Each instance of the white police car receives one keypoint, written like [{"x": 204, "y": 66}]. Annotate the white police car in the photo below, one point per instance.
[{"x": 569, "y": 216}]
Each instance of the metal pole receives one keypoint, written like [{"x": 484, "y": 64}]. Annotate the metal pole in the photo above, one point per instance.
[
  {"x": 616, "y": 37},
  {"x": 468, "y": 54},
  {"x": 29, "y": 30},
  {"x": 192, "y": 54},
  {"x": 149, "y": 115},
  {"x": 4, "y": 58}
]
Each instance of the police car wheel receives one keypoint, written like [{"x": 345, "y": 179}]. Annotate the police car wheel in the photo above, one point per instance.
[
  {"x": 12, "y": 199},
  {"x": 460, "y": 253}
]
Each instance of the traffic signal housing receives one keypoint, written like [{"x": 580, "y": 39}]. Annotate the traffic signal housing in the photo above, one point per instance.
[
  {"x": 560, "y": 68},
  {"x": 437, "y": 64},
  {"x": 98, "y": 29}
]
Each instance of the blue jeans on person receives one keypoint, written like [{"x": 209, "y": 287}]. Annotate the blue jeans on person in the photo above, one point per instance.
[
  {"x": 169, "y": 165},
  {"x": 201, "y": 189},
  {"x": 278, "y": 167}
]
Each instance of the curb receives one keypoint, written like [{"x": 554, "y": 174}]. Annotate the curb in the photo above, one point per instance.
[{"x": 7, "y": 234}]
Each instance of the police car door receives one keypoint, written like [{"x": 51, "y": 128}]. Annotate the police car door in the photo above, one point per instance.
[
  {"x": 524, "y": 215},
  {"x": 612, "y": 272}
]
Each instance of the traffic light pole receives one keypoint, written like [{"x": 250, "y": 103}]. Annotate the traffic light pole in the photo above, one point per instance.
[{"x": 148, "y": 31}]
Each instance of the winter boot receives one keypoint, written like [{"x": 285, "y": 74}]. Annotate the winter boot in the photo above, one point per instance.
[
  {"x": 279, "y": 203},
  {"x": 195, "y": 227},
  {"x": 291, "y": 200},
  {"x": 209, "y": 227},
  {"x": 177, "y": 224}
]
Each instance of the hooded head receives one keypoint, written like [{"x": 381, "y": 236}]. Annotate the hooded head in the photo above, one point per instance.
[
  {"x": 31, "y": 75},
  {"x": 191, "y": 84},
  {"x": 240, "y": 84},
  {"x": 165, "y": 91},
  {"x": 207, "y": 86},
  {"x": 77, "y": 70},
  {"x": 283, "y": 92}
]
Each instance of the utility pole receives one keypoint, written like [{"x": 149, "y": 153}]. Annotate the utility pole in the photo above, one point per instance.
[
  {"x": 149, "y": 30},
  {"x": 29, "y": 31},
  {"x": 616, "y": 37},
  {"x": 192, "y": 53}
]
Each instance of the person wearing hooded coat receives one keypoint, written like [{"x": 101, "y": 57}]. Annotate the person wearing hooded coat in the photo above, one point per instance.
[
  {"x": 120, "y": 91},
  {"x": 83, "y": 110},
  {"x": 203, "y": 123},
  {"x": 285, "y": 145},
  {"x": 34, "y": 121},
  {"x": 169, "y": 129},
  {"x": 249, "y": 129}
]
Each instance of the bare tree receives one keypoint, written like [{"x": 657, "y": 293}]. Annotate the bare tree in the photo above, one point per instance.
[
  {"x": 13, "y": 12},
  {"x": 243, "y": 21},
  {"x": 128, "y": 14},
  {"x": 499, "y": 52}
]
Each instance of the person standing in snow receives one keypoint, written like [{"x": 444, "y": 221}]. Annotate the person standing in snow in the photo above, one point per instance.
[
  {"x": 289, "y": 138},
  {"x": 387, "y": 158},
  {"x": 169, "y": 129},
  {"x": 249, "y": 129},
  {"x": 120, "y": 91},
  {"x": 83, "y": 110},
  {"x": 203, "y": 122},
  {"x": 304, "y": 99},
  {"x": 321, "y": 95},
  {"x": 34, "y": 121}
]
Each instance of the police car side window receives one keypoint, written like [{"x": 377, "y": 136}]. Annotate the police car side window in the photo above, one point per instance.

## PROMPT
Rewrite the entries above as a numbered list, leaving out any blank lines.

## COMPLETE ANSWER
1. Each instance of the white police car receives one keypoint, written like [{"x": 204, "y": 66}]. Annotate the white police car in the photo below, one point per instance.
2. [{"x": 569, "y": 216}]
3. Each instance of the metal pole receives one keypoint, written like [{"x": 484, "y": 64}]. Annotate the metal pole in the photo above, one point per instance.
4. [
5.   {"x": 616, "y": 37},
6.   {"x": 468, "y": 54},
7.   {"x": 29, "y": 30},
8.   {"x": 192, "y": 54},
9.   {"x": 149, "y": 115},
10.   {"x": 4, "y": 58}
11. ]
12. Each instance of the police car wheel receives one keypoint, written like [{"x": 345, "y": 179}]. Annotate the police car wheel in the photo above, one point per instance.
13. [
14.   {"x": 12, "y": 199},
15.   {"x": 460, "y": 253}
16. ]
17. Each instance of the traffic signal housing receives one keypoint, written like [{"x": 580, "y": 39}]. Annotate the traffic signal housing in the photo above, one point per instance.
18. [
19.   {"x": 560, "y": 68},
20.   {"x": 437, "y": 64},
21.   {"x": 98, "y": 29}
22. ]
23. Each instance of the blue jeans on person receives one keypoint, written like [{"x": 209, "y": 287}]. Annotate the blue jeans on person in the photo above, one point per instance.
24. [
25.   {"x": 169, "y": 165},
26.   {"x": 201, "y": 189},
27.   {"x": 278, "y": 167}
28. ]
29. Each instance of the curb receives one keypoint, written like [{"x": 554, "y": 174}]. Annotate the curb in the photo above, one point per instance.
30. [{"x": 7, "y": 234}]
31. Each instance of the police car door receives one keypoint, written like [{"x": 51, "y": 128}]. Annotate the police car door in the photo above, one point per instance.
32. [
33.   {"x": 524, "y": 215},
34.   {"x": 612, "y": 272}
35. ]
36. Each instance of the traffic light pole receives one keypoint, written like [{"x": 250, "y": 103}]. Annotate the traffic light pole in the photo above, one point per instance.
37. [{"x": 148, "y": 31}]
38. Each instance of the winter boot receives one keypoint, written like [{"x": 285, "y": 74}]. Annotate the winter boot in the photo above, one point per instance.
39. [
40.   {"x": 279, "y": 203},
41.   {"x": 195, "y": 227},
42.   {"x": 291, "y": 200},
43.   {"x": 209, "y": 227},
44.   {"x": 177, "y": 224}
45. ]
46. Each instance of the hooded head receives one keypoint, written like [{"x": 381, "y": 236}]. Annotate the hooded head in the photo above, one point per instance.
47. [
48.   {"x": 31, "y": 75},
49.   {"x": 191, "y": 84},
50.   {"x": 240, "y": 84},
51.   {"x": 165, "y": 91},
52.   {"x": 207, "y": 86},
53.   {"x": 77, "y": 70},
54.   {"x": 283, "y": 92}
55. ]
56. Each instance of the utility pole receives one keypoint, written like [{"x": 149, "y": 153}]. Annotate the utility pole in the photo above, one point per instance.
57. [
58.   {"x": 149, "y": 30},
59.   {"x": 29, "y": 31},
60.   {"x": 616, "y": 37},
61.   {"x": 192, "y": 53}
62. ]
63. Each instance of the person wearing hooded coat receives one keypoint, written like [{"x": 101, "y": 57}]. Annotate the person wearing hooded coat in the photo above, one point per instance.
64. [
65.   {"x": 120, "y": 91},
66.   {"x": 83, "y": 110},
67.   {"x": 203, "y": 123},
68.   {"x": 285, "y": 145},
69.   {"x": 34, "y": 121},
70.   {"x": 169, "y": 129},
71.   {"x": 249, "y": 129}
72. ]
73. Each instance of the bare tree receives one keypoint, written like [{"x": 657, "y": 293}]. Annotate the bare tree in the photo above, one point per instance.
74. [
75.   {"x": 13, "y": 12},
76.   {"x": 243, "y": 21},
77.   {"x": 128, "y": 14},
78.   {"x": 499, "y": 52}
79. ]
80. Each instance of the person standing in snow receives one keypoint, written like [{"x": 444, "y": 221}]. Annotate the person standing in snow in the photo above, one point per instance.
81. [
82.   {"x": 289, "y": 138},
83.   {"x": 387, "y": 158},
84.   {"x": 169, "y": 129},
85.   {"x": 249, "y": 129},
86.   {"x": 120, "y": 91},
87.   {"x": 83, "y": 110},
88.   {"x": 203, "y": 122},
89.   {"x": 304, "y": 99},
90.   {"x": 321, "y": 95},
91.   {"x": 34, "y": 121}
92. ]
93. Each instance of the police car side window receives one keypoint, written like [{"x": 377, "y": 136}]. Annotate the police car side window in the photo above, one point per instance.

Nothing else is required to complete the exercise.